Annotationsdaten zur Objektlokalisierung
* * * * * * * * *

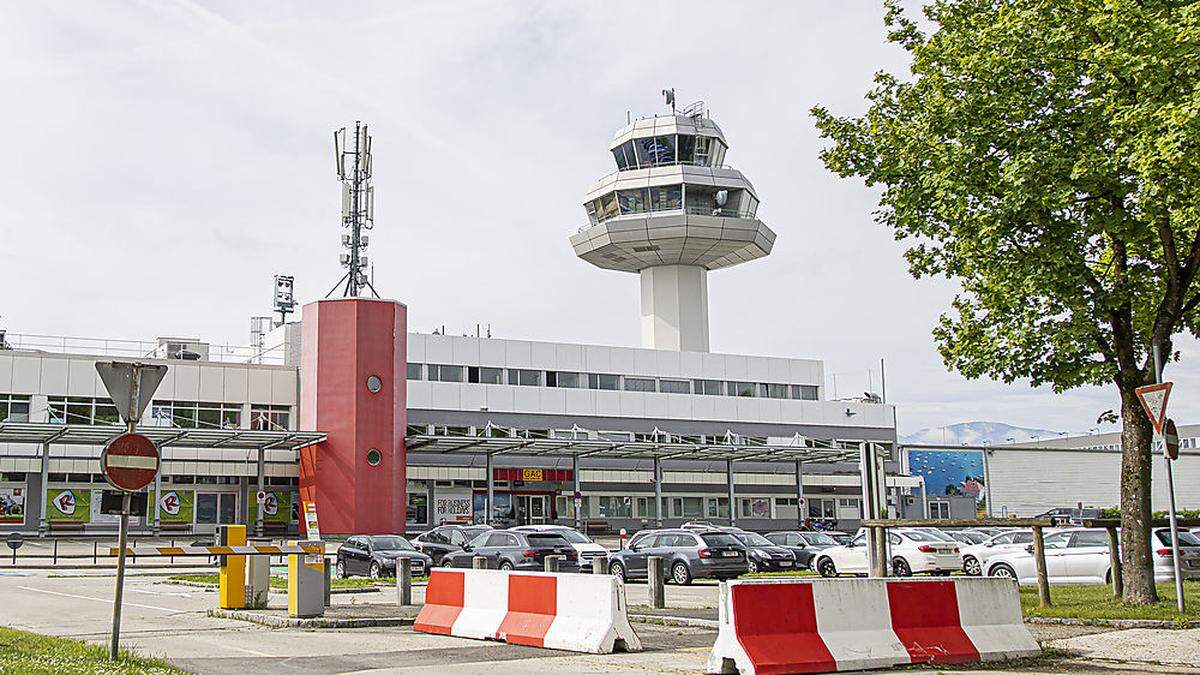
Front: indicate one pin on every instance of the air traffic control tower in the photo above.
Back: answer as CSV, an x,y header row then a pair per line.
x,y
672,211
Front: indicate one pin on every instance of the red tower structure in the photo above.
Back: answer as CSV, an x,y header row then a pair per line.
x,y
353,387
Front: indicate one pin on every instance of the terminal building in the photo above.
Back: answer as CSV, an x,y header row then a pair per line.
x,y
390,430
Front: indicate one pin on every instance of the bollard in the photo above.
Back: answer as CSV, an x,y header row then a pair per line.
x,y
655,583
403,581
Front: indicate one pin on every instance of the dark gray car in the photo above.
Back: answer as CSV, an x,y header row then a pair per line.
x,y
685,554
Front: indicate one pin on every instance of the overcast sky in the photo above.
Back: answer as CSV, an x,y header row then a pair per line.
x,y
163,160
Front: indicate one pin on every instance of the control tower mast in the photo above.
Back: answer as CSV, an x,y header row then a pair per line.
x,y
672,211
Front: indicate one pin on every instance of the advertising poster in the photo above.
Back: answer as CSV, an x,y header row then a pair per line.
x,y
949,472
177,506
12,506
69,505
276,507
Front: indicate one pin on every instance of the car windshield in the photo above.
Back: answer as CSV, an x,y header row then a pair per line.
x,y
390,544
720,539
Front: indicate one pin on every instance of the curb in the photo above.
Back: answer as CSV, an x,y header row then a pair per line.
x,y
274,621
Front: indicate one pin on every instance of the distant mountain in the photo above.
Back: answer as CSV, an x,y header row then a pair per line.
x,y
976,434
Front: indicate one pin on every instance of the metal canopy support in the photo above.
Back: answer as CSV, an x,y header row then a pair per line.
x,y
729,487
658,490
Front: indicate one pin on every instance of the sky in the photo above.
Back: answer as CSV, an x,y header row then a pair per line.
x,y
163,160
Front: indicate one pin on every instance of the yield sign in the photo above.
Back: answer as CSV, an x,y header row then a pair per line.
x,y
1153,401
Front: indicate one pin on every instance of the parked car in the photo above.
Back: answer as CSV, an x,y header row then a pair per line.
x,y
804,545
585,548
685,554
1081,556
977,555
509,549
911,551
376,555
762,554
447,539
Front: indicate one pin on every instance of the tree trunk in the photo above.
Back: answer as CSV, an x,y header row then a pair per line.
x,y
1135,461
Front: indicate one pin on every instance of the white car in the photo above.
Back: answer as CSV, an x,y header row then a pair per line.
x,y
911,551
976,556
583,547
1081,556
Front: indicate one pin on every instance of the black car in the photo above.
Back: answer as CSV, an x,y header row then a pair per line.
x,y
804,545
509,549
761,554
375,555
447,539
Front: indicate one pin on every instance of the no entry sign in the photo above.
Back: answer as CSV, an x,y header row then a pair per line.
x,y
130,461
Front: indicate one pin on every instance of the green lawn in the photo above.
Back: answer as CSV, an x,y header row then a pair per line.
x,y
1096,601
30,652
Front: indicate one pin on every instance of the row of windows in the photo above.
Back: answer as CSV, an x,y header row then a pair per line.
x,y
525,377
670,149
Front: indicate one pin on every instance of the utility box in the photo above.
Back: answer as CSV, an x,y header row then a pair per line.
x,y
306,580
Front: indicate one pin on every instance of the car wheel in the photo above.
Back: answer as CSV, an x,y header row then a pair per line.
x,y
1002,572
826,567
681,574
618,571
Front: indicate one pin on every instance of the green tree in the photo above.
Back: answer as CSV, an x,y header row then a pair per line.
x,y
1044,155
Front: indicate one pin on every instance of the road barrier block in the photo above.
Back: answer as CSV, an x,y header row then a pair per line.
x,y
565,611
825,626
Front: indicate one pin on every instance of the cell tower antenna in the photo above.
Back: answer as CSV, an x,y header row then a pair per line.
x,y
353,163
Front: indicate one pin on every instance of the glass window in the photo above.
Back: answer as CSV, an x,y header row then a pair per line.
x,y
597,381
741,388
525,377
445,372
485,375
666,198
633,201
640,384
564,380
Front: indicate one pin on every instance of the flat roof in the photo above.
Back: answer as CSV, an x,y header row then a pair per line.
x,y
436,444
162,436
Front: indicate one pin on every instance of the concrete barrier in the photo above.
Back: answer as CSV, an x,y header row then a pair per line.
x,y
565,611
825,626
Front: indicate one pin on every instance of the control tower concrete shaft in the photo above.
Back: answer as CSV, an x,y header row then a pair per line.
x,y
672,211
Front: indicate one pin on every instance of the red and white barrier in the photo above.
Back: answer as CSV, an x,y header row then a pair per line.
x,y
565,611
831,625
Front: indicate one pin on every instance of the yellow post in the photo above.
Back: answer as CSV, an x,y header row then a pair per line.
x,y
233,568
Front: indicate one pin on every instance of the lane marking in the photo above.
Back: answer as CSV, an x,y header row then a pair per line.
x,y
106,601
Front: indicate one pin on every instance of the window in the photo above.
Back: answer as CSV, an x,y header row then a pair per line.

* * * * * * * * *

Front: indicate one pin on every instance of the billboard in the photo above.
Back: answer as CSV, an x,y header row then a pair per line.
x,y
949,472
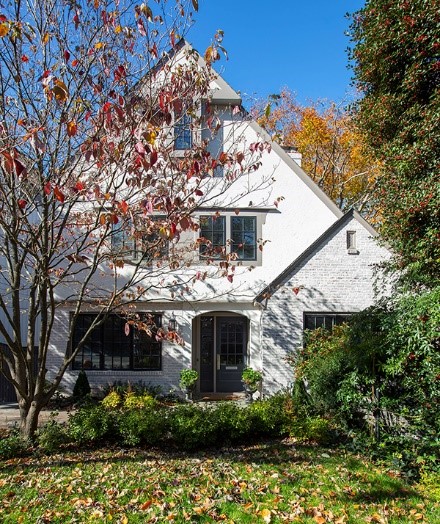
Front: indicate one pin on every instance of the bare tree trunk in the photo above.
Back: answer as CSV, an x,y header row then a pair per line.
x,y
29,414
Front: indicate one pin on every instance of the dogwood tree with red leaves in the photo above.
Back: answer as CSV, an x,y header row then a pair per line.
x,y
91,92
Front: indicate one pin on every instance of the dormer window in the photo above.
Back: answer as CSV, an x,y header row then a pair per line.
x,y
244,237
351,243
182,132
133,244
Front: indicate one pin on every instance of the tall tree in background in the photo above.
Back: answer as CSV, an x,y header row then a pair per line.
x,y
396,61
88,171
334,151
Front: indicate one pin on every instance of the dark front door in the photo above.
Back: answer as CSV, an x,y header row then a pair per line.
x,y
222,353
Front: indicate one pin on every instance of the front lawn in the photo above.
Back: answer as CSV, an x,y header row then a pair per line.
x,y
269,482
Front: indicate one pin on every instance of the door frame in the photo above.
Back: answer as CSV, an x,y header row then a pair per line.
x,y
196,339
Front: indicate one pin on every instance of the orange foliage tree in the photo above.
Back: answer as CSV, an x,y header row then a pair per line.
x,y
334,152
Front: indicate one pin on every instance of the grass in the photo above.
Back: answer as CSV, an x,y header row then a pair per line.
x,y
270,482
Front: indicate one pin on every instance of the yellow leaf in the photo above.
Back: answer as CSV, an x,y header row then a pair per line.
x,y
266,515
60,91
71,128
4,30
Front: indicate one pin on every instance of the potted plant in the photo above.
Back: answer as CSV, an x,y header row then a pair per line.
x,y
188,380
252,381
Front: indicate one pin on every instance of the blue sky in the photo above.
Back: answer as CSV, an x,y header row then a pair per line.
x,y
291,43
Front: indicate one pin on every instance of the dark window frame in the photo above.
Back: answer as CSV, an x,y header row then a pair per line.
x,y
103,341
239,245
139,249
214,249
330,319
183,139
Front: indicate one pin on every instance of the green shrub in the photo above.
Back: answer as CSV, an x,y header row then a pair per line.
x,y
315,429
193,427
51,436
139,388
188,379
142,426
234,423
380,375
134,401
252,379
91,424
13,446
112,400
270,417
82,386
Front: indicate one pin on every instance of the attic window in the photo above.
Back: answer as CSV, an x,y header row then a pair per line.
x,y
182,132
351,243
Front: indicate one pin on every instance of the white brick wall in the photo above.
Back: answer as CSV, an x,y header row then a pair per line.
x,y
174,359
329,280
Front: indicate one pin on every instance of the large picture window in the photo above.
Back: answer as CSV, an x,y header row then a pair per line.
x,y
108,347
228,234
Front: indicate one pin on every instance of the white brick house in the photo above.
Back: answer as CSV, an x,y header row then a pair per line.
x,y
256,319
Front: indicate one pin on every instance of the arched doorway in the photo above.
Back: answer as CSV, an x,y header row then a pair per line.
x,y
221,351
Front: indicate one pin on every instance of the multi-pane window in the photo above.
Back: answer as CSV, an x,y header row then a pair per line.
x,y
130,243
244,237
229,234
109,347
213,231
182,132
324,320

* * * * * * * * *

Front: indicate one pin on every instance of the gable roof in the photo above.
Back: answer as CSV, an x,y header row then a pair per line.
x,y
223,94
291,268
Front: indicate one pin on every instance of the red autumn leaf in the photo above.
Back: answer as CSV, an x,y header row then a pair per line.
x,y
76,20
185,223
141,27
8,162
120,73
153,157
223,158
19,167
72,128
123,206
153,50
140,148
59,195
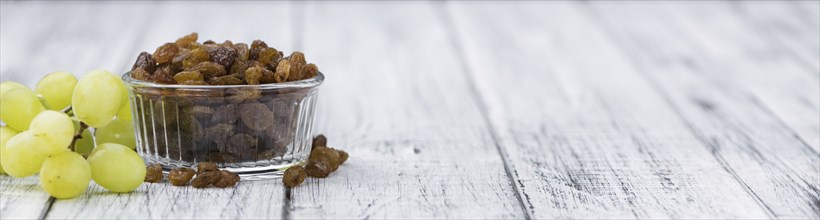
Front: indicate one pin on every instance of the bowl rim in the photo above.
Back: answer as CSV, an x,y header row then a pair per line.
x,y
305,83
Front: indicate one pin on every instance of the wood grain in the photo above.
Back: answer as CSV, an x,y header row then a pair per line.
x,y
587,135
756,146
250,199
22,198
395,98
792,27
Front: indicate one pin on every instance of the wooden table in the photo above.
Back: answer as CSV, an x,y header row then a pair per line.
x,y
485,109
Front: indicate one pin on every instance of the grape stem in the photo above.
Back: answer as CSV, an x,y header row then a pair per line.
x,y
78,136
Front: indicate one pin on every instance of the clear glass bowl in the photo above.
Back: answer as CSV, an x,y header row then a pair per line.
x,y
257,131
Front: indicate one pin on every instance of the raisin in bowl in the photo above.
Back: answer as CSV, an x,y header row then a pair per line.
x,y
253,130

* * * * * * * * *

→ Schriftliche Aufgabe:
Ermittle in den Daten jede Zeile, die das Wort „barrier“ enthält, und gib diese Zeilen unverändert wieder. Groß- und Kleinschreibung sind dabei zu beachten.

→ Vollständige Antwort:
Front: indicate one pin on every instance of the road barrier block in the photo above.
Front: indicate one pin on every instance of the concrete barrier in the photo above.
Front: indicate one pin on every instance of the red and white barrier in the photo above.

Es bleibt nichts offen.